Which lines in the entries below contain the string "short"? Gather and copy each such line, matching case exactly.

═════ Excerpted data ═════

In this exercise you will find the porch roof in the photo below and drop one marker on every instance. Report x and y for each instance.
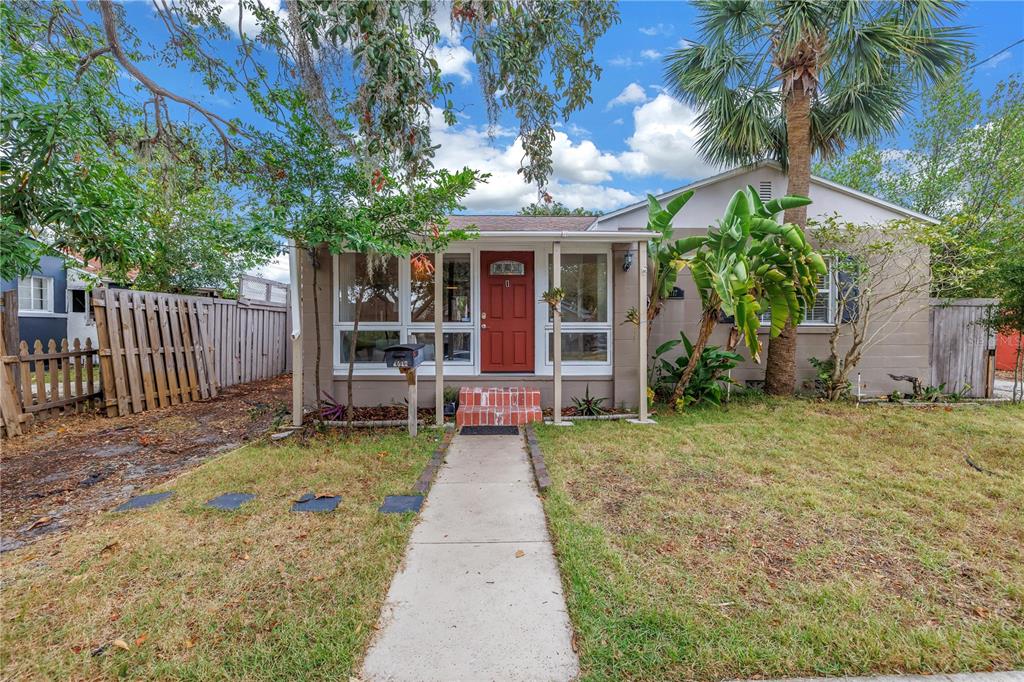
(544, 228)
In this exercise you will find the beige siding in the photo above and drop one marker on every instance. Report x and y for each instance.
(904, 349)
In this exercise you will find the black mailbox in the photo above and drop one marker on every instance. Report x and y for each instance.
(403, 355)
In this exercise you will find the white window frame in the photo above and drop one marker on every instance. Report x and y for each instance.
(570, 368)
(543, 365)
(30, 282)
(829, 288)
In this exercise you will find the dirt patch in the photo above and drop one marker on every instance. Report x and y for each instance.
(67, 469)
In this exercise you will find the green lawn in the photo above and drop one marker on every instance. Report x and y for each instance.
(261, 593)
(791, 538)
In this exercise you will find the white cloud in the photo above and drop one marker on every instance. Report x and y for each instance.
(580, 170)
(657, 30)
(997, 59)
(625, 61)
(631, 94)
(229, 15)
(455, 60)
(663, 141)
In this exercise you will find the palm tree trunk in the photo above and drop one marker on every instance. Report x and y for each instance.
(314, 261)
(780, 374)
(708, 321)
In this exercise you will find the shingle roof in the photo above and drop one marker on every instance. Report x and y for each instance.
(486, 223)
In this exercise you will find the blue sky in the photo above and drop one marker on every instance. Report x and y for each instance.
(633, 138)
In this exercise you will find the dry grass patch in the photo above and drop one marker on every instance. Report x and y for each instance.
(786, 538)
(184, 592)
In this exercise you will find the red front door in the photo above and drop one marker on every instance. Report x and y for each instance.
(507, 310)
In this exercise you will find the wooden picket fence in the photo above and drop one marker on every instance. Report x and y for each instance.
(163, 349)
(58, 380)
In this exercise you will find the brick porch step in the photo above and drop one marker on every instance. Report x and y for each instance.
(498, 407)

═════
═════ Excerpted data ═════

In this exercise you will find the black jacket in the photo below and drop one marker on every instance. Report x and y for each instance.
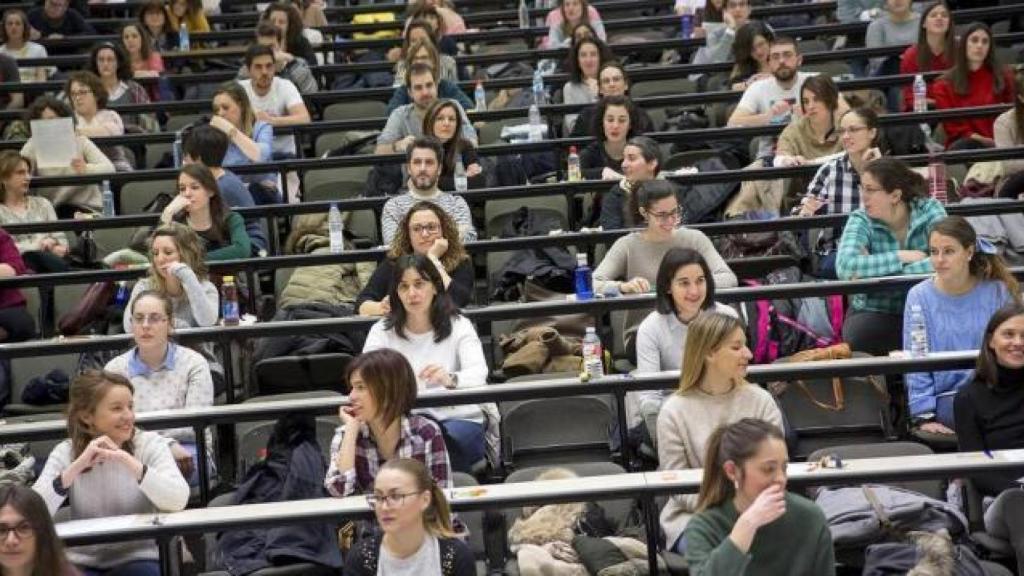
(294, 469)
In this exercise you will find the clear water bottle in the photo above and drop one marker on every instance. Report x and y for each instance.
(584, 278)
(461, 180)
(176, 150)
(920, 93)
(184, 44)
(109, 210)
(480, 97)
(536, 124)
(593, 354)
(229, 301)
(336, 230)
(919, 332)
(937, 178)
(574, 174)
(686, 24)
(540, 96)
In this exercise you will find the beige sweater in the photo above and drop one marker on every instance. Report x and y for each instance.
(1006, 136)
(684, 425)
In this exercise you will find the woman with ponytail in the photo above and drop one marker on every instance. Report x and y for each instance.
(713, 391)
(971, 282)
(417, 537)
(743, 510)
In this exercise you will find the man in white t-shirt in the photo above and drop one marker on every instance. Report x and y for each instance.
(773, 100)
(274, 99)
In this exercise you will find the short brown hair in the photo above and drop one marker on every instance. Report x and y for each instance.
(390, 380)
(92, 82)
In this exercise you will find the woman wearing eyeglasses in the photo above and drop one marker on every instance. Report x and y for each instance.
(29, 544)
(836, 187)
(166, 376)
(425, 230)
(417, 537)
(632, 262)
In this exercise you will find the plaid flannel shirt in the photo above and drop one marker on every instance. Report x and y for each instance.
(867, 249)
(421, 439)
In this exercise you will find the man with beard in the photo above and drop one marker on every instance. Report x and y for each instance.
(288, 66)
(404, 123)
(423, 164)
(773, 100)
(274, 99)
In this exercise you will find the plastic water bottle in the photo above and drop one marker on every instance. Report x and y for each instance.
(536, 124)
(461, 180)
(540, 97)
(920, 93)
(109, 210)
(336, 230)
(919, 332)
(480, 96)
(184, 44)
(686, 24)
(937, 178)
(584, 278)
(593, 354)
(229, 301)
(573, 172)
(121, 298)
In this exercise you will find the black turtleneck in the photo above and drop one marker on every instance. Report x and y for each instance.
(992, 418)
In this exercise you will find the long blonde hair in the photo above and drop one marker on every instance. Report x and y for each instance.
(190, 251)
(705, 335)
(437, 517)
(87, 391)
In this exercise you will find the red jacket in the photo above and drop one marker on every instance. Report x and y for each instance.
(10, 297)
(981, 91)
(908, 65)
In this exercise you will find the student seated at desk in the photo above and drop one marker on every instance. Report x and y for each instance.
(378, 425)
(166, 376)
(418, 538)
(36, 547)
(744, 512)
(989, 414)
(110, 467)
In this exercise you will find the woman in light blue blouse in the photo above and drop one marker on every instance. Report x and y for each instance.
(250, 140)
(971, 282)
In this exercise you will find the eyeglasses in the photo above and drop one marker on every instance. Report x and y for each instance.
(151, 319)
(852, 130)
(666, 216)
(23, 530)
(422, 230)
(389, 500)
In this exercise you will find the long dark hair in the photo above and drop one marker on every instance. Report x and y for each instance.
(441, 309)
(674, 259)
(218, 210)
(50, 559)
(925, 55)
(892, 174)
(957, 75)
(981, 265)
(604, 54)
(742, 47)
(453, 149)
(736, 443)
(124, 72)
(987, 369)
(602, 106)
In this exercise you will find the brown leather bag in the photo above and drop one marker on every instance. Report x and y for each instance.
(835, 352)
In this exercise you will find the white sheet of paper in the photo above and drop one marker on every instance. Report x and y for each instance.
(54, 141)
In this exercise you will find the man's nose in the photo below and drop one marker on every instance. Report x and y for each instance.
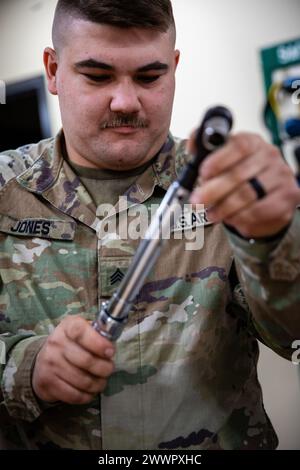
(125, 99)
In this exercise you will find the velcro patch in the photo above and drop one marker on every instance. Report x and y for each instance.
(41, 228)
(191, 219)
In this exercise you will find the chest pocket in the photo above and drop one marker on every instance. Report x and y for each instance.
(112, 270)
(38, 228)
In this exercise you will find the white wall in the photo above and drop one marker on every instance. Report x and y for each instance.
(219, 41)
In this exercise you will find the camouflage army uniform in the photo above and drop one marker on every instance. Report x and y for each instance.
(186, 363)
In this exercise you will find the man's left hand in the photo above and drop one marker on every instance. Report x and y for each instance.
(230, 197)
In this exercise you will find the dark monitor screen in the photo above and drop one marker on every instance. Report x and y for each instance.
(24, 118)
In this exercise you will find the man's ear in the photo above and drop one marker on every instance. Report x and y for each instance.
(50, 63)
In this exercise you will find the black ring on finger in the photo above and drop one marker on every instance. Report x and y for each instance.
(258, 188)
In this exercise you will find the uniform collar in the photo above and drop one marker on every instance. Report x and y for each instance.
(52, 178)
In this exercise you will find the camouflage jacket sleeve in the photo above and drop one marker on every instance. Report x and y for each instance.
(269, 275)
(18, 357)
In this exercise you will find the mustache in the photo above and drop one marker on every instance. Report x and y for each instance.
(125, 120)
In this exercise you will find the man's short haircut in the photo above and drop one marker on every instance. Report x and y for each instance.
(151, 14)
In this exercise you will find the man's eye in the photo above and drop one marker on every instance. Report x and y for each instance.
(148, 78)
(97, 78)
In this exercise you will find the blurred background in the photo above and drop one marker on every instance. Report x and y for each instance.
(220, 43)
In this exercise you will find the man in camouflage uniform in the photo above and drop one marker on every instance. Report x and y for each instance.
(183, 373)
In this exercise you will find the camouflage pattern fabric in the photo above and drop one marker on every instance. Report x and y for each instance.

═════

(The output):
In this exercise you will find the short brown hair in the photo above and drop one marker on every instance. Report x and y for each instance.
In this exercise you will find the man's short haircut in the photo above and drop one marker on every instance. Report x and y for each instance.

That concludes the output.